## PROBLEM DETAILS
Retype, without alteration, each line from the line containing "TARGET: yellow building wall" to the final line of the records.

Dataset entries
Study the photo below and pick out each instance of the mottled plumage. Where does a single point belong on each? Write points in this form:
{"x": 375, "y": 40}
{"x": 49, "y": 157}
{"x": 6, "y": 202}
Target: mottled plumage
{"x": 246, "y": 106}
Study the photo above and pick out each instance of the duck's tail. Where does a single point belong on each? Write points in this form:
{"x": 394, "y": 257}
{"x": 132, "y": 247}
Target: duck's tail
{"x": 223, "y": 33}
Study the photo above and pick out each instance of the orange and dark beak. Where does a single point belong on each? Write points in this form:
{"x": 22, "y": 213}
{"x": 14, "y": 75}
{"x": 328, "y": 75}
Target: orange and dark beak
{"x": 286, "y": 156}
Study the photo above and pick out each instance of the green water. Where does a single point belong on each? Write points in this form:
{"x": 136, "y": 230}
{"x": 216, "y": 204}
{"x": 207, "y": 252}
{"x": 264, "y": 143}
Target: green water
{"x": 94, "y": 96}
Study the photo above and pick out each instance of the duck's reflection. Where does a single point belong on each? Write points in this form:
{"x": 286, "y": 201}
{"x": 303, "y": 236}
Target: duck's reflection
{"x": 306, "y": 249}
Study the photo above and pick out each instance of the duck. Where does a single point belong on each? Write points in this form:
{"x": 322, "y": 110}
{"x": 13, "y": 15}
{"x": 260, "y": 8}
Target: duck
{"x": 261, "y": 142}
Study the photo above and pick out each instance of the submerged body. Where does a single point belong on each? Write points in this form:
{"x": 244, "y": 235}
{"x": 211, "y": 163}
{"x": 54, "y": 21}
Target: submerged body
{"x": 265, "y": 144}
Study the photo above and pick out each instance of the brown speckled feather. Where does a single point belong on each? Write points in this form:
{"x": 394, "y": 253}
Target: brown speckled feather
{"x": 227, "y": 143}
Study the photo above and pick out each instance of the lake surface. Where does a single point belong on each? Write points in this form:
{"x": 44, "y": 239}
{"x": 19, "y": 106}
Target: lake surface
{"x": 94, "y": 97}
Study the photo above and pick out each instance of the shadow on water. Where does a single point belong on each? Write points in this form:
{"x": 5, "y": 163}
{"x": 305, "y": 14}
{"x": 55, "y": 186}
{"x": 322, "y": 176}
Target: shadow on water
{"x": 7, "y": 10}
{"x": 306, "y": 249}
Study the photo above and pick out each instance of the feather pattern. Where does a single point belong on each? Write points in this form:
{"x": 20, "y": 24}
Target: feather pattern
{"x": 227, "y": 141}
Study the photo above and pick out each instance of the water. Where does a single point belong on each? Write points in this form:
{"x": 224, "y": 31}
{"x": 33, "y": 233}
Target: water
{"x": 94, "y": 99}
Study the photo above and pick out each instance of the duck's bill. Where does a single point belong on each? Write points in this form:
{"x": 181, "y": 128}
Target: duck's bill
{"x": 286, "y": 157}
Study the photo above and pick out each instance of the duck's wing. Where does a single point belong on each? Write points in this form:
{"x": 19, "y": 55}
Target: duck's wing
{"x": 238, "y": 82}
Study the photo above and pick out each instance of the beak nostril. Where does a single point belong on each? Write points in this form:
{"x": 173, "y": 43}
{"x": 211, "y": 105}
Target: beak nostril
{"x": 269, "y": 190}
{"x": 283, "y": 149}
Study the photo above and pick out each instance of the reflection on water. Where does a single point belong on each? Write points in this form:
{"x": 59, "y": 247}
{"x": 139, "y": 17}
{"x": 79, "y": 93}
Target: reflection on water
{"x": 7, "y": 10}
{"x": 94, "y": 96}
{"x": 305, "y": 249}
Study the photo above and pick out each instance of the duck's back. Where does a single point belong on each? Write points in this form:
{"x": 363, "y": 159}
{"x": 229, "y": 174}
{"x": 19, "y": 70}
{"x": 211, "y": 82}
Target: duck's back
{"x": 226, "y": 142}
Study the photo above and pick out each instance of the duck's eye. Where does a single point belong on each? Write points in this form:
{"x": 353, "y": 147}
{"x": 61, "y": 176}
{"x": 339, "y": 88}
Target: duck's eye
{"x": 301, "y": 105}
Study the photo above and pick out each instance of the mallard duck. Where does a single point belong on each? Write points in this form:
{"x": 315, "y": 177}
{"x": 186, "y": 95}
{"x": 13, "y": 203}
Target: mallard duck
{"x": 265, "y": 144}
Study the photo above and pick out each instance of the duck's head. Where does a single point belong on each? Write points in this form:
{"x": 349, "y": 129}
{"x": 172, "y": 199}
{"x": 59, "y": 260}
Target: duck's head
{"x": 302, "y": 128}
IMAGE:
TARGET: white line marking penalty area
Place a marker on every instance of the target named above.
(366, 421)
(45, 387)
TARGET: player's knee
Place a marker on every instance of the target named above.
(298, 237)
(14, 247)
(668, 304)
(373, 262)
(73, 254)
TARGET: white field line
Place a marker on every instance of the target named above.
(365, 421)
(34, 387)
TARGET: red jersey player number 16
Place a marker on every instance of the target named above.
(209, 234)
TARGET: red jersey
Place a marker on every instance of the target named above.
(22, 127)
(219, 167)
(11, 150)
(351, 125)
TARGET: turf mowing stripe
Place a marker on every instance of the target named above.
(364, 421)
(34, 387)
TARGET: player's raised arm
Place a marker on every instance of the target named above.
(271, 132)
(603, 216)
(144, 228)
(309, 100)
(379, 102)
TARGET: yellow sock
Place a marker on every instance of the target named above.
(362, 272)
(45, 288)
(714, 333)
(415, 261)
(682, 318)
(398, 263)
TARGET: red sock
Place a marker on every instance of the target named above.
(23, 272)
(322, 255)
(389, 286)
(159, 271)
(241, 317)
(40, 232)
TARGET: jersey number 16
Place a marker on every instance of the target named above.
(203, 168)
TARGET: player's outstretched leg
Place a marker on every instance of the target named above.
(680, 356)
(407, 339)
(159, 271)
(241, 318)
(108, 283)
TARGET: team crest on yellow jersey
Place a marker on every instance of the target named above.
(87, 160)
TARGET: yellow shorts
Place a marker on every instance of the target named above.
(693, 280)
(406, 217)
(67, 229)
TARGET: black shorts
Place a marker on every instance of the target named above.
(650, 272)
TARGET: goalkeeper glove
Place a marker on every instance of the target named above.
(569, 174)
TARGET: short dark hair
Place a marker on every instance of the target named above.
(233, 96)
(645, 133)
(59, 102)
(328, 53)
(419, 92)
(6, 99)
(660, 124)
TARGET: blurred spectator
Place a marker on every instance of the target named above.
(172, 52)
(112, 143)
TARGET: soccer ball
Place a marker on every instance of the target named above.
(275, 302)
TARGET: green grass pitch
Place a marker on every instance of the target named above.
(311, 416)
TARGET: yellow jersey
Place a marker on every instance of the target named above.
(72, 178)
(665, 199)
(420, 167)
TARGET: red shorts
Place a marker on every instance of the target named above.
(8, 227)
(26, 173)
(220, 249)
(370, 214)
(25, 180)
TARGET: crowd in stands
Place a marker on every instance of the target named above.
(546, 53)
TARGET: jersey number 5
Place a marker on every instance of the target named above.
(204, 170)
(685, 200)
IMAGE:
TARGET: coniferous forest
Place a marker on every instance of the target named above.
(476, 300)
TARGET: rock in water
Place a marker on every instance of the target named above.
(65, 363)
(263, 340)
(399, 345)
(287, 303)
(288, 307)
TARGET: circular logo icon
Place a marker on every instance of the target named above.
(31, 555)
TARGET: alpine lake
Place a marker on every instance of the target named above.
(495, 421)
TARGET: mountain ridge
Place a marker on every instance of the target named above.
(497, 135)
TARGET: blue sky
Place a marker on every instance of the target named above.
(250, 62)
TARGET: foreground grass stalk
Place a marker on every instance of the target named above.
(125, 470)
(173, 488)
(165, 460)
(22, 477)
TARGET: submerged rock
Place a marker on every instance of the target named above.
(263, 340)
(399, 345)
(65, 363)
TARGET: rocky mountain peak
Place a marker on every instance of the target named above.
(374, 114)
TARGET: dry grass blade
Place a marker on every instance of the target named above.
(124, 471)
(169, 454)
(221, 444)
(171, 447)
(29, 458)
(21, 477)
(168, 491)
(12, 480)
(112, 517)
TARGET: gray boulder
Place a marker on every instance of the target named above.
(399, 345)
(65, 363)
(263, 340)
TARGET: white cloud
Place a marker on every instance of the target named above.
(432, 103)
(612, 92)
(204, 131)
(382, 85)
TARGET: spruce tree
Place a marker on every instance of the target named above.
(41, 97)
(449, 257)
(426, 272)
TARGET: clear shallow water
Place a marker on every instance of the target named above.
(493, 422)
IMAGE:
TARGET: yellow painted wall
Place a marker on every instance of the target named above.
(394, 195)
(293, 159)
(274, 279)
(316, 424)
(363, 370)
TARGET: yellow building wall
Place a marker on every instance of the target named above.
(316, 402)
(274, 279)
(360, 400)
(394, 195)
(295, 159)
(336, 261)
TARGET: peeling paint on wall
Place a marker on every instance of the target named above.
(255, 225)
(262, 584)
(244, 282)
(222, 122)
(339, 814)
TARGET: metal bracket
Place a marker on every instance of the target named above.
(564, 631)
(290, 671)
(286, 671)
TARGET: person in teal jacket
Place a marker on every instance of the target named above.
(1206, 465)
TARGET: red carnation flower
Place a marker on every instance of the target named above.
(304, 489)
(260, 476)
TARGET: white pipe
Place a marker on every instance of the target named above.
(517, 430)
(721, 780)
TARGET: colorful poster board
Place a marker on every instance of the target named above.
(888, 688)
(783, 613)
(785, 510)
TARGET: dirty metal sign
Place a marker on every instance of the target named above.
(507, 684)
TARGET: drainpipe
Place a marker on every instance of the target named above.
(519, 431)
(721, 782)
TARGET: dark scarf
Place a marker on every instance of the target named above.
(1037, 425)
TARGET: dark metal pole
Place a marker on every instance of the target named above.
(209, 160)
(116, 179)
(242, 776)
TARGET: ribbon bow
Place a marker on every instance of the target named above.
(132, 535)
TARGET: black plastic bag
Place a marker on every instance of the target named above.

## SOLUTION TO THIS PROBLEM
TARGET: yellow building wall
Place a marker on every instance of the target named above.
(316, 402)
(274, 279)
(360, 400)
(394, 195)
(295, 159)
(336, 261)
TARGET: peeling paint on wall
Place a marker on every instance of the target named above.
(255, 225)
(262, 584)
(244, 282)
(222, 122)
(339, 814)
TARGET: metal bracket
Place a marker on every instance of the target named above.
(564, 631)
(290, 671)
(286, 671)
TARGET: person in teal jacket
Place a marker on every instance of the target named above.
(1206, 465)
TARGET: red carnation flower
Place a marker on every instance of the target named above.
(304, 489)
(260, 476)
TARGET: white pipe
Place a marker on every instance of the target named above.
(517, 430)
(721, 780)
TARGET: colorful poster board
Place a marker on every instance of the target named above.
(888, 688)
(783, 613)
(785, 510)
TARGET: dirty metal sign
Place a marker on every instance of the target named above.
(507, 684)
TARGET: drainpipe
Place a marker on every instance of the target named above.
(519, 431)
(721, 782)
TARGET: dark scarf
Place a marker on every instance of the target named above.
(1037, 425)
TARGET: dark metal pole
Place a marker on every instance of the target named above.
(209, 160)
(116, 179)
(242, 776)
TARGET: ribbon bow
Place a marker on every instance of the target named above.
(132, 535)
TARGET: black plastic bag
Place a marker on every instance of the target named above.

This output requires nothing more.